_DOCUMENT TEXT_.
● ● ●

Suppose table: CREATE TABLE `testtable` ( `id` INT NOT NULL AUTO_INCREMENT PRIMARY KEY , `fieldA` INT NOT NULL , `fieldB` INT NOT NULL , `fieldC` INT NOT NULL , `fieldD` INT NOT NULL ) ENGINE = MYISAM ; What's the diffrence between: ALTER TABLE `testtable` ADD INDEX ( `fieldA` ) ALTER TABLE `testtable` ADD INDEX ( `fieldB` ) ALTER TABLE `testtable` ADD INDEX ( `fieldC` ) ....And: ALTER TABLE `testtable` ADD INDEX ( `fieldA` , `fieldB` , `fieldC` ) ; Take care, Quarco...

  1. #1

    Default Diffrence in 'add index' question

    Suppose table:


    CREATE TABLE `testtable` (
    `id` INT NOT NULL AUTO_INCREMENT PRIMARY KEY ,
    `fieldA` INT NOT NULL ,
    `fieldB` INT NOT NULL ,
    `fieldC` INT NOT NULL ,
    `fieldD` INT NOT NULL
    ) ENGINE = MYISAM ;

    What's the diffrence between:
    ALTER TABLE `testtable` ADD INDEX ( `fieldA` )

● ● ●

_EXERCISE INSTRUCTIONS_.
(1) Render the sign-off "Take care, Quarco..." from the MySQL index post into Spanish.
(2) Carry the MySQL index post forward from its last line shown.
The entries after this point are separate material with no connection to the MySQL index post.

_RECORDS_.
● ● ●

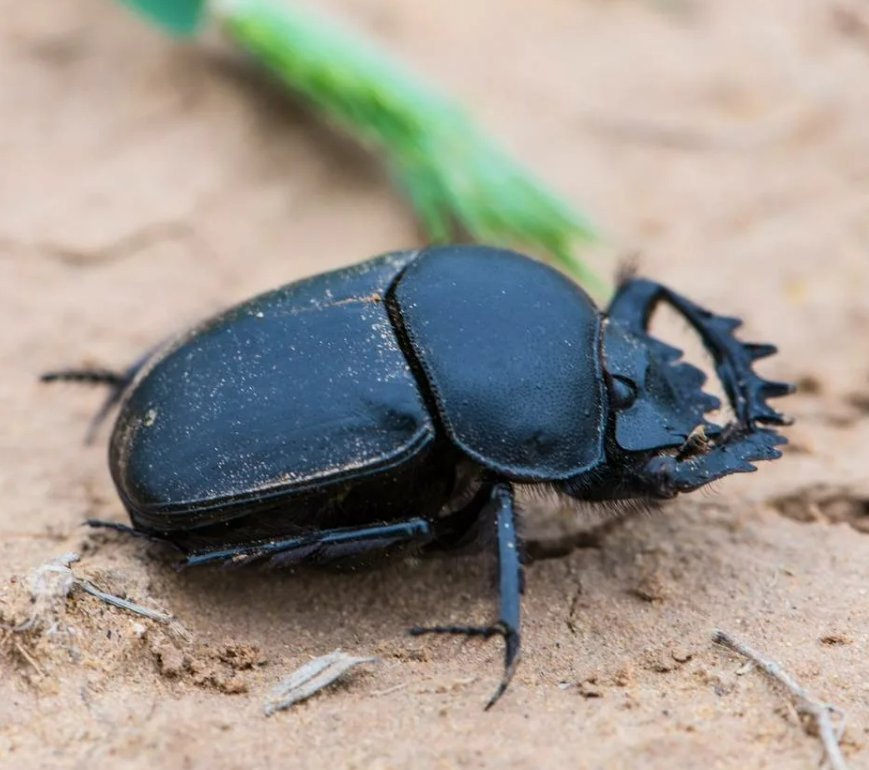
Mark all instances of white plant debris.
[263,650,378,717]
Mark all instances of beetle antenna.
[39,369,127,388]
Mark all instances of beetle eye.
[610,374,637,409]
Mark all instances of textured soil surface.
[0,0,869,770]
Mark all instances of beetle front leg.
[410,484,522,710]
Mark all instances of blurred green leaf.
[121,0,206,37]
[213,0,601,288]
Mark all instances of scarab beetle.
[44,246,791,706]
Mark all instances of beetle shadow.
[149,553,498,655]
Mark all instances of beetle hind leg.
[410,484,522,711]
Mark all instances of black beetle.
[44,246,791,707]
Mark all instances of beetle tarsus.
[410,484,522,710]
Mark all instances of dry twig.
[712,631,848,770]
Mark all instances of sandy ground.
[0,0,869,770]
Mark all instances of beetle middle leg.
[410,484,522,710]
[182,518,433,567]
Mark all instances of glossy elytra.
[45,246,790,705]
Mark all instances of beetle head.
[566,279,792,499]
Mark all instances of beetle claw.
[408,621,520,711]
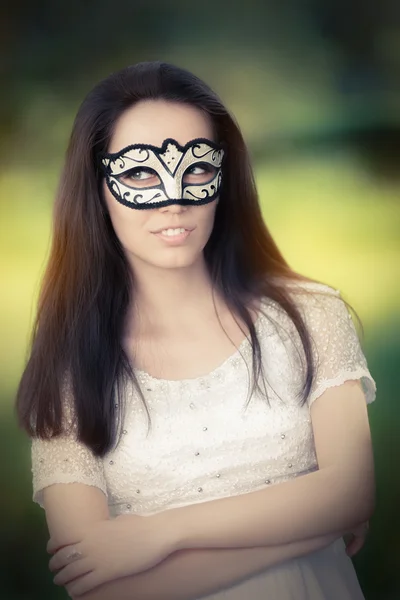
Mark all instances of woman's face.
[103,100,218,269]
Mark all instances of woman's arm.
[79,534,340,600]
[160,381,374,550]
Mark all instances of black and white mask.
[101,138,224,209]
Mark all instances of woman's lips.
[153,227,193,246]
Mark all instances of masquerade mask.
[101,138,224,209]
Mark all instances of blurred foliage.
[0,0,400,600]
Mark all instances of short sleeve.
[292,284,376,406]
[31,378,107,508]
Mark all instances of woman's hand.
[47,515,174,598]
[345,521,369,557]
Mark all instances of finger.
[49,546,82,572]
[66,571,105,598]
[53,560,92,585]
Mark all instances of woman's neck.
[126,260,224,337]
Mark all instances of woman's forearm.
[79,534,340,600]
[162,467,370,552]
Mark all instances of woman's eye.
[183,163,215,184]
[120,167,160,187]
[186,165,207,175]
[125,169,155,181]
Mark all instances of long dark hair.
[16,62,314,456]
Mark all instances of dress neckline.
[133,298,265,387]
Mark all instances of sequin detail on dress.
[32,284,375,515]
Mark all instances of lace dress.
[32,283,376,600]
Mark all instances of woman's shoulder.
[263,278,342,308]
[262,279,349,328]
[281,279,340,297]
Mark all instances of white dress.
[32,283,376,600]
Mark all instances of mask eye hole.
[118,167,161,188]
[183,162,217,185]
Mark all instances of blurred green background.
[0,0,400,600]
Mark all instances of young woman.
[17,63,375,600]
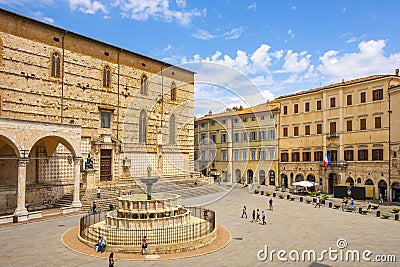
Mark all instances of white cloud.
[69,0,108,14]
[114,0,207,25]
[247,3,257,11]
[192,30,215,40]
[224,27,244,40]
[287,29,295,39]
[317,40,400,81]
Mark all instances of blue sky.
[0,0,400,116]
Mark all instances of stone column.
[71,157,82,208]
[14,158,29,216]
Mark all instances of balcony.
[326,133,339,139]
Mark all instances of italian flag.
[324,152,329,168]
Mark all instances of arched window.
[169,114,176,144]
[51,52,61,78]
[103,66,111,88]
[139,109,147,143]
[140,75,148,95]
[171,83,176,101]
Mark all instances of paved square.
[0,187,400,267]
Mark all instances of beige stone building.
[276,75,400,199]
[195,103,278,185]
[0,10,194,219]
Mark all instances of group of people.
[241,197,274,225]
[99,236,147,267]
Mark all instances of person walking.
[242,206,247,219]
[314,197,321,208]
[142,236,147,255]
[108,252,116,267]
[261,211,267,225]
[268,197,274,211]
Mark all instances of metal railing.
[80,207,215,246]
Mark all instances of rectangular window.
[233,150,239,161]
[221,150,226,161]
[258,130,267,140]
[360,92,367,103]
[283,127,288,137]
[100,111,111,128]
[317,123,322,134]
[344,150,354,161]
[221,134,226,143]
[232,133,239,142]
[258,150,267,160]
[242,132,248,142]
[329,121,336,134]
[314,151,323,161]
[250,149,256,160]
[293,104,299,113]
[242,150,247,160]
[268,129,276,140]
[210,134,217,144]
[372,149,383,160]
[358,149,368,160]
[292,152,300,162]
[304,102,310,112]
[375,117,382,129]
[360,118,367,130]
[346,120,353,132]
[317,100,322,110]
[372,89,383,101]
[293,126,299,136]
[304,125,310,135]
[268,148,275,160]
[329,97,336,108]
[250,131,257,141]
[303,151,311,161]
[346,95,353,106]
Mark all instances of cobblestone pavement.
[0,187,400,267]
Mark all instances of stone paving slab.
[0,187,400,267]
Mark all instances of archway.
[258,170,265,185]
[281,173,288,188]
[378,180,387,201]
[328,172,338,194]
[392,182,400,202]
[307,173,315,183]
[295,173,304,182]
[346,177,354,186]
[235,169,242,183]
[247,169,253,184]
[269,170,275,185]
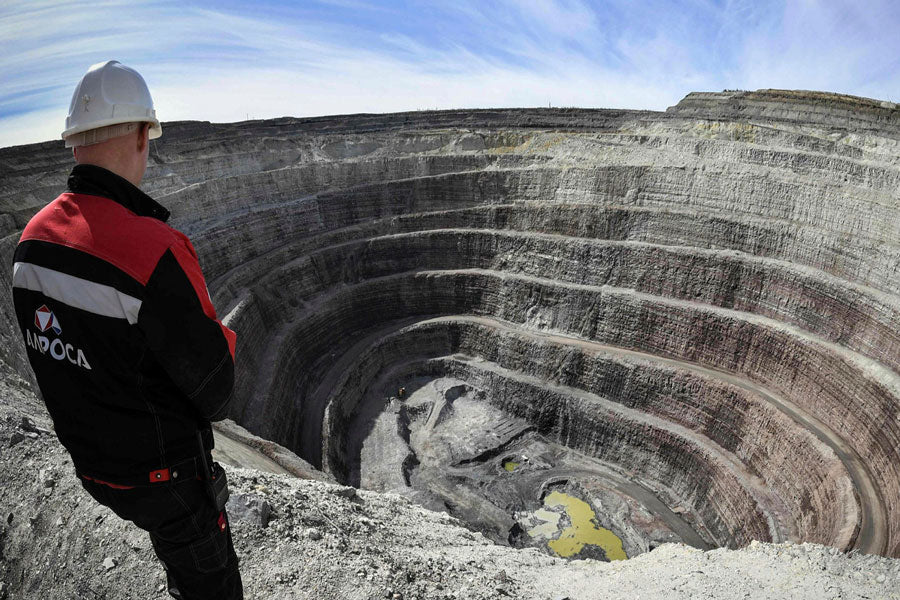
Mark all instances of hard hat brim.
[61,118,162,140]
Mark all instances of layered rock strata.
[0,90,900,556]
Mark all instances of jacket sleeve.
[138,238,236,421]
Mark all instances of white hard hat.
[62,60,162,147]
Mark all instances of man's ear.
[138,123,150,152]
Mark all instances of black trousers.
[79,478,244,600]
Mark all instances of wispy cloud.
[0,0,900,146]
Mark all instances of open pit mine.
[0,90,900,560]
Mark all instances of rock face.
[0,90,900,556]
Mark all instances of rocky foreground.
[0,372,900,600]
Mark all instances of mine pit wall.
[246,230,900,372]
[322,317,859,548]
[186,166,900,300]
[223,271,898,552]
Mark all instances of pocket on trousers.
[188,530,228,573]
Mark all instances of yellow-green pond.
[544,491,628,560]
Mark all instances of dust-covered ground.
[0,365,900,600]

● ● ●

_PER-TASK ANSWERS_.
(1) Cuídate, Quarco...

(2)
    ALTER TABLE `testtable` ADD INDEX ( `fieldB` )
    ALTER TABLE `testtable` ADD INDEX ( `fieldC` )

    ....And:
    ALTER TABLE `testtable` ADD INDEX ( `fieldA` , `fieldB` , `fieldC` ) ;


    Take care,
    Quarco


    Q Guest

  2. #2

    Default Re: Diffrence in 'add index' question

    Q wrote: 

    The former will create 3 indexes, allowing you fast access (and or sorting)
    to data based on any of the 3 fields.
    The latter will only build one index and the speed improvement will
    (broadly) be limited to queries based on fieldA.


    Paul Guest

  3. #3

    Default Re: Diffrence in 'add index' question

    Q wrote:
     


    The first will create 3 separate indexes, one for each of fieldA, B and C.
    This will vastly speed up queries like SELECT * FROM testtable WHERE fieldB
    = 1;

    The second will create one index on all three fields. The will vastly speed
    up queries that query fieldA, B and C at the same time.

    For example:

    SELECT * FROM testtable WHERE fieldA = 1 AND fieldB = 9 AND fieldC
    = 'Hello';

    Mysql will only use 1 index per table per query so in the first case it
    would use which ever index has the most unique records. Lets assume fieldA
    does.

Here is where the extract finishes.